### Task details
Your reply should be the records below, duplicated exactly, with any picture removed.

============================================================

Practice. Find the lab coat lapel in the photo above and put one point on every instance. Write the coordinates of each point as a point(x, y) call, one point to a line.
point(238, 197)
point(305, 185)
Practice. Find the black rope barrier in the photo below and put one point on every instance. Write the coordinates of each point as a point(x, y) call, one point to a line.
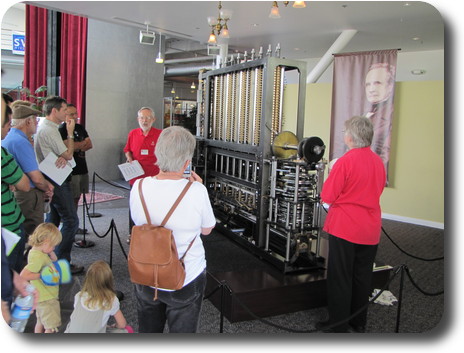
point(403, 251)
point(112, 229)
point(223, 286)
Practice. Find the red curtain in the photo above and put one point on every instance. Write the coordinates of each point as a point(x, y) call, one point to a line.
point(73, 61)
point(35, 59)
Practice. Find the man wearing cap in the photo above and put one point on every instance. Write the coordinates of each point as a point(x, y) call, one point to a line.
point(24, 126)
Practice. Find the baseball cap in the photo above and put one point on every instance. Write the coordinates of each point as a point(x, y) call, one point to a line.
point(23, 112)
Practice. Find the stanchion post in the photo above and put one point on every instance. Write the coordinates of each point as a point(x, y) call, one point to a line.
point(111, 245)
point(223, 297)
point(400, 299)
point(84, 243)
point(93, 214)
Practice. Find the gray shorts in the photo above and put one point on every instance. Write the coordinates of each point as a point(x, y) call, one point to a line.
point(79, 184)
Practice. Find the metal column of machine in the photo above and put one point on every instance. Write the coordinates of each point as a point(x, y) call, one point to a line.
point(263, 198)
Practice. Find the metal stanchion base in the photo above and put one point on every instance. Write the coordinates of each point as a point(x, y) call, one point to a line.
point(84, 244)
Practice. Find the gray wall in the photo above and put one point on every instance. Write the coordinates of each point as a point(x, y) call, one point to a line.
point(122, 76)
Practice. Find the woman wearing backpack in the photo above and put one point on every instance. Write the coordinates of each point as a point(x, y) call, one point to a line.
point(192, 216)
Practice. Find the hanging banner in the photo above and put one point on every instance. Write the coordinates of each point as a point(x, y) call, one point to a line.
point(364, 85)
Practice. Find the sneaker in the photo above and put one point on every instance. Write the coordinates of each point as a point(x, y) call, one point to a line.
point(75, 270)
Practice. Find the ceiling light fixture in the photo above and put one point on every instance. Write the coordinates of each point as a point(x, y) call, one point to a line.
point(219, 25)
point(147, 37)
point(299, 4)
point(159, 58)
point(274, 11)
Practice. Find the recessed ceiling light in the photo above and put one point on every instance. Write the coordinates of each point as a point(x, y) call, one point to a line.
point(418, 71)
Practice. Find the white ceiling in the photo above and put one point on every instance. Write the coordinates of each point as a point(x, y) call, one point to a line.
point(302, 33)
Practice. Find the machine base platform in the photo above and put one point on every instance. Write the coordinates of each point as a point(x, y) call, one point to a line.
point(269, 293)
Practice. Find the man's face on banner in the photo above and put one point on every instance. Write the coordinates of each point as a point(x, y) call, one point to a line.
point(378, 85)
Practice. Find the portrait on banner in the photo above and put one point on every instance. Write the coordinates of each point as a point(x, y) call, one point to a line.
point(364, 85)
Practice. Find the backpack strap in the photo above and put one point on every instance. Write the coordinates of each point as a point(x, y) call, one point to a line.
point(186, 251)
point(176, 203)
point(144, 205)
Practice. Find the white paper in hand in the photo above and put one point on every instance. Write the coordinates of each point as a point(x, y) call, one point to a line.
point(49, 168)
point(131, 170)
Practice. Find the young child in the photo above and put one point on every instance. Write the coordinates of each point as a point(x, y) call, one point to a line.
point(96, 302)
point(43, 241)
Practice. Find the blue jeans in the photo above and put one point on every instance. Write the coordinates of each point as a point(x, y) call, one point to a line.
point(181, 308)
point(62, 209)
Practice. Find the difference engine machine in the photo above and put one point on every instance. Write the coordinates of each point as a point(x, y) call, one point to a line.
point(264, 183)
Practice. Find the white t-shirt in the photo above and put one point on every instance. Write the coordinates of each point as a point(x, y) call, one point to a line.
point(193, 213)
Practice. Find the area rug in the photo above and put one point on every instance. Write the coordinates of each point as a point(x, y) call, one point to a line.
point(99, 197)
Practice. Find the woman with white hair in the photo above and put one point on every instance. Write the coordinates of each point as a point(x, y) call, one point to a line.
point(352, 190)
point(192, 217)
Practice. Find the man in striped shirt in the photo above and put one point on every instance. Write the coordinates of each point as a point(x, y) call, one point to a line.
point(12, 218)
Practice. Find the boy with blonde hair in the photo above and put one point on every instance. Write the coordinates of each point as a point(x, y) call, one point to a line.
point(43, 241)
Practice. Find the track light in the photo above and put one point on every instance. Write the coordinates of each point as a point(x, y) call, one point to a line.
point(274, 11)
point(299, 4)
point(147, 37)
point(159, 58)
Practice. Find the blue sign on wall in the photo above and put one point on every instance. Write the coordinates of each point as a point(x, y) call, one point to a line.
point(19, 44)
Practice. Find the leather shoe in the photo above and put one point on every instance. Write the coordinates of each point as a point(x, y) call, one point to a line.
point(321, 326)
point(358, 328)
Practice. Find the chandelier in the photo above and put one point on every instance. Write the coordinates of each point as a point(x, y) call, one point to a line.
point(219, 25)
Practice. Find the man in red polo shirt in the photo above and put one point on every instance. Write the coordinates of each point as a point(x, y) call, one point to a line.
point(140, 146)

============================================================

### Answer space
Practice. Find the lab coat lapel in the photo above and put one point on every instance. Write the coordinates of each point as a point(x, y) call, one point to a line.
point(238, 197)
point(305, 185)
Practice. Find the black rope barrier in the photo below and put one point on every instance. Write the coordinates of each point as a point(x, y) call, one point to a line.
point(403, 251)
point(112, 229)
point(223, 286)
Practice. Find the red curtain in the photo above and put one point on every instance. Write the coordinates of each point as a point(x, y) call, one point to a line.
point(73, 61)
point(35, 59)
Practice. Find the man wearing cap in the photo above and put one point on every instance. Write the coordinates of each point as a point(x, y) call, one point to a line.
point(24, 126)
Practice. Find the baseball cap in the photo above and put one point on every instance. Write the coordinates of each point as a point(x, y) call, one point to a line.
point(23, 112)
Practice. Find the stanchion post in the photo above and put one point on every instance. Write the coordinates of each point as a point(x, y) call, one point to a line.
point(111, 245)
point(223, 297)
point(400, 299)
point(84, 243)
point(93, 214)
Practice. Find the gray shorts in the photo above and put one point on every instance. Write the coordinates of each point as a point(x, y) call, one point to a line.
point(79, 184)
Practice. Find the metal column of machine in the photo above and put one point on every instance. Write the coordinates of each point as a point(x, y) call, one point to a line.
point(263, 198)
Practice. Find the metal stanchion base in the photo above and put one point on every instance. Write the coordinates of each point as a point(x, y) call, one point to a line.
point(84, 244)
Practice. Find the gray wall in the photo above and put one point on every instance. Write the coordinates of each point as a point(x, y) call, one point to a line.
point(122, 76)
Practice. Find the woman wearing backpack in the photo above and put one point on every instance. Write the coordinates of each point as a point(x, y) call, one point to a line.
point(192, 216)
Practice. Find the hanging banner in the photo above and put one point on every instance. Write the coordinates of each point as a point(x, y) call, one point to a line.
point(364, 85)
Practice. Find the sneaker in the photo above and put one point on every instance. Write the coordinates of each point as a point(x, y) call, one point to a line.
point(75, 270)
Practice. Find the ceiling light fixture in the photo above and put one point on every instance. Write the coordinates of each point as a point(x, y) call, one point to a line.
point(219, 25)
point(147, 37)
point(299, 4)
point(159, 58)
point(274, 11)
Practice. Find the recessed ceiling light in the photo above and put one point on every instance. Write the coordinates of each point as a point(x, y) call, one point to a line.
point(418, 71)
Practice. Find the white ceiling in the photo above and put one point on every instance. Write the coordinates of each point as a point(x, y) call, one point to a line.
point(302, 33)
Practice. Find the machine base platform in the photo above and put one point on every instance. Write the coordinates of each point as a point(x, y) call, one point to a line.
point(269, 293)
Practice. Find the man's face on banner in the photo above and put one point on every instance. Write the coordinates of each point as a point(x, y) call, one point to a line.
point(378, 85)
Practice. Find the portrait on banner in the photo above and put one point on every instance. Write the coordinates of each point as a point(x, y) call, one point to a line.
point(364, 85)
Practice. Find the backpack strap in the photo above and put one point on every instance. Write the coordinates of each point as a point(x, y) call, one point to a line.
point(186, 251)
point(176, 203)
point(144, 205)
Practice. Find the white paper in hand in the photo above and put one point on every instance. Write the coordinates of each point as a point(x, y) call, one point to a line.
point(49, 168)
point(131, 170)
Practice. Find the young child in the photo above and put one point on every instance. Write the coordinates of each point as a point(x, y) call, one point to a line.
point(96, 302)
point(43, 241)
Practice. Find the blue jeans in the photo above and put one point on every instance. Write the coordinates of each point as a point(x, y) call, one point to a line.
point(181, 308)
point(62, 209)
Practice. Find the difference engine machine in the photo above and put one point on every instance. Write the coordinates of each point as a point(x, y) call, one point to a line.
point(264, 183)
Practice. Find the white t-shirt in the photo above and put one point on every instance. Write the coordinates of each point as a point(x, y) call, one point to a line.
point(193, 213)
Practice. Find the area rug in the photo above and put one point on every instance. Write the coordinates of each point as a point(x, y) call, one point to a line.
point(99, 197)
Practice. Find the woman with white hair in the photo above and put one point on every instance. Write the coordinates of each point as a point(x, y) call, one point to a line.
point(352, 190)
point(192, 217)
Practice. Find the man in striped shirt in the photo above and put one point on every instance. Write the coordinates of each point as a point(x, y) call, one point to a line.
point(12, 218)
Practice. Find the boy with blonde hair in the photo above and put one point on every instance. Write the coordinates of each point as a point(x, y) call, one point to a line.
point(43, 241)
Practice. Find the track light in the photo above and put one point on every instance. Write the coordinates of each point as a point(x, y) call, one point to a line.
point(274, 11)
point(299, 4)
point(147, 37)
point(159, 58)
Practice. Find the blue sign on wall in the photo above and put one point on every instance. Write the coordinates of each point as a point(x, y) call, one point to a line.
point(19, 44)
Practice. Find the leather shoe in the photo above and put one point on every instance. Write the coordinates of each point as a point(x, y) call, one point to a line.
point(321, 326)
point(358, 328)
Practice. Find the chandelier in the photo above and put one point on every instance. Write the coordinates of each point as a point(x, y) call, one point to a line.
point(219, 25)
Practice. Find the man in red polo shirt in the photo above and put one point on every instance. Write the coordinates of each point as a point(x, y) call, one point to a line.
point(140, 146)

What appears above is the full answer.